# Given passage
----------
An estimated 62,000 people
in 183 countries have taken up geocaching. People have hidden more than 300 caches around
Maine, including 36 within 25 miles of Lewiston.
Source: www.geocaching.com
High-tech treasure hunt
A new game uses global positioning system and the Internet to
help players find the 'geocache'
By Scott Taylor
Staff Writer
LEWISTON - A treasure was waiting in Thorncrag Bird Sanctuary,
hidden in a cluster of birch trees and beneath a pile of sticks.
Considering that there must be thousands of birch
trees in the sanctuary's 310 acres, the loot was well hidden - unless you knew the precise
location: 44 degrees, 6.879 minutes north and 70 degrees, 10.391 minutes west.
Dave Hodgins and his son Brian found the treasure - called a geocache - in little more than
30 minutes, thanks to the coordinates, plus their Garmin Etrex GPS receiver and sharp eyes.
It was half-mile walk in the rain up to the highest point of the sanctuary and then another
100 yards bushwhacking through the trees. They found the white plastic Rubbermaid box next
to a small-game trail in a stand of trees.
"It doesn't look that different from everything else around it," Dave said.
"It's amazing how many people can wander by something like this without realizing it's
right there."
----------
# Dataset entries
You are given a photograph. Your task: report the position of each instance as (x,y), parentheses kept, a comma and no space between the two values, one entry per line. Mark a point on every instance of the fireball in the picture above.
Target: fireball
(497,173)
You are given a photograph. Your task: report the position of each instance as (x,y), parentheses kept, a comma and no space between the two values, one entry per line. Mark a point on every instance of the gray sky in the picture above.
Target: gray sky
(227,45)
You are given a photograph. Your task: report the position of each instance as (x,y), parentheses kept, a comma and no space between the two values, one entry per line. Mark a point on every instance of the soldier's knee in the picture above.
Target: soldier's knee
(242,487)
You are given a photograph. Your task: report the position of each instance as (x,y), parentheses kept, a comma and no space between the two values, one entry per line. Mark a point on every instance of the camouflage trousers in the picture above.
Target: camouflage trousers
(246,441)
----------
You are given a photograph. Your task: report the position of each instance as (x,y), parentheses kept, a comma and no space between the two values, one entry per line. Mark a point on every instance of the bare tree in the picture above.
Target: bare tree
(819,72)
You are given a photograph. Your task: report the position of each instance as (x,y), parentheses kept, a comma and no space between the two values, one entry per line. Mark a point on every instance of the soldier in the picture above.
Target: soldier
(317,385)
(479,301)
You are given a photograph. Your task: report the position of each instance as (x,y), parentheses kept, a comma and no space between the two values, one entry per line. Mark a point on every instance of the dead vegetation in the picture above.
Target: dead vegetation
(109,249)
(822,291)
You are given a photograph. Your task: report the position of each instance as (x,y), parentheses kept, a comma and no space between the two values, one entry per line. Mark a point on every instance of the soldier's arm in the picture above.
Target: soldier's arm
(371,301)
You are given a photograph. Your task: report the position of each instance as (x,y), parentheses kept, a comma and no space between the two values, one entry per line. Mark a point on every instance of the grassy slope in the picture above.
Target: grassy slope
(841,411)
----------
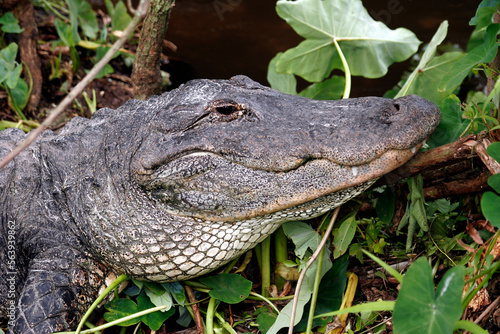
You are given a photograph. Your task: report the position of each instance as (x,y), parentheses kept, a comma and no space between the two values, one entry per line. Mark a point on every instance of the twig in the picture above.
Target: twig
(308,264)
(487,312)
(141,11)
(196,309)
----------
# To do
- A) Do these statements agree with the geocaching article? (i) The Hodgins found the geocache in under 20 minutes. (ii) The geocache was a white plastic Rubbermaid box. (iii) Thorncrag Bird Sanctuary covers 310 acres. For each, answer yes or no and quote the words of the article that decide it.
- B) Could you carry the geocaching article forward for a few paragraphs, starting after its final sentence?

# Answers in order
- A)
(i) No: "in little more than 30 minutes"
(ii) Yes: "They found the white plastic Rubbermaid box"
(iii) Yes: "the sanctuary's 310 acres"

- B)
Their prize? After sorting through plastic toys and trinkets, Brian selected a golf ball for
his collection. He dropped a deck of playing cards and a CD of digital photos into the white
plastic container before sealing it against the rain and tucking it back among the sticks.
It might seem like a lot of effort - hiking back and forth through the woods, braving ticks
and poison ivy - for rummage-sale doodads, golf balls and Hot Wheels cars.
But for geocachers, it isn't about the prize. It's about the hunt.
"It's just another excuse to get outside and see some unique things," Dave said.
"It's good exercise, fresh air and a lot of fun."
Geocaching has a national following and is getting more and more popular. It relies on a
hand-held global-positioning system receiver to locate geographic coordinates.
People hide their treasures, usually toys and cheap collectors' goodies, in water-tight
containers, such as a Rubbermaid box or an ammo can. Then they post their cache's location
on the World Wide Web and wait for people to find it.
And they do.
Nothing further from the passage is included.